Excerpted text:
LAISSEZ-FAIRE ECONOMICS AND 'ECONOMIC MAN': ADAM SMITH (1727-1790)
"It is the maxim of every prudent master of a family never to attempt to make at home what it will cost him more to make than to buy...What is prudence in the conduct of every private family can scarce be folly in that of a great kingdom." (Adam Smith. Inquiry into the Nature and Causes of the Wealth of Nations. 1776)
NOTION OF FREE COMPETITIVE ECONOMY OR 'LAISSEZ- FAIRE ECONOMICS' In the eighteenth century Age of Enlightenment, almost every facet of the Old Regime in France was severely criticized. The 'philosophes' reacted strongly against controlled economy and the 'mercantilist doctrine' of equating money and wealth. They proclaimed the 'liberal doctrine' of a natural and freely competitive economy known as 'laissez-faire economics', a term which was derived from 'laissez faire, laissez passer' meaning live and let live or 'let nature take its course'. It was philosopher Adam Smith from Scotland who formulated the classical doctrine of the free competitive economy of laissez-faire economics.

The tasks:
• A. In the text on Adam Smith and laissez-faire economics, shorten the paragraph that begins "In the eighteenth century Age of Enlightenment" to two sentences, keeping its main facts.
• B. Carry on the text about Adam Smith and laissez-faire economics, starting after its final sentence.
The lines that come next are taken from a separate source.

Source material:
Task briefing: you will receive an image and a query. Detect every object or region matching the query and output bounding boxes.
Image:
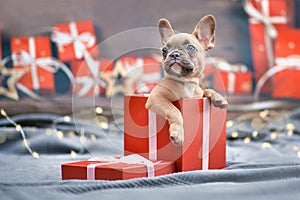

Answers for the exercise:
• A. During the eighteenth-century Age of Enlightenment, the French 'philosophes' criticized nearly every facet of the Old Regime, rejecting controlled economy and the 'mercantilist doctrine' that equated money with wealth. In its place they proclaimed the 'liberal doctrine' of a natural, freely competitive economy called 'laissez-faire economics', from 'laissez faire, laissez passer' ('let nature take its course'), whose classical doctrine was formulated by the Scottish philosopher Adam Smith.

• B.
SMITH WROTE 'WEALTH OF NATONS' In 1776 Smith published his book Wealth of Nations in which he gave a new meaning to the term 'wealth', a term which had been synonymous with accumulation of some kind of 'specie' - gold, silver, money. Smith perceived wealth in terms of economic well-being which resulted not from the possession and accumulation of treasure but from the process of improving one's social conditions through productivity or 'work'. Furthermore productivity could be increased on a national scale with the 'division of labour'.
Smith claimed it was natural law that governed the economic liberty of the individual and free trade among individuals and among nations as well. According to the laws of nature, people compete freely in their striving to improve their own social conditions. And individuals who work in free competition naturally enrich their society as a whole as if they are being guided by nature's 'invisible hand'.
The notion of laissez-faire economics provided the framework for his theory of 'free trade among nations'. Smith believed that though the process of social improvement depends on economic freedom, true liberty of the economy is dependent on the right education.
These enlightened views of a natural human economics were to be misinterpreted in the American culture which promotes the metaphor of 'economic man'.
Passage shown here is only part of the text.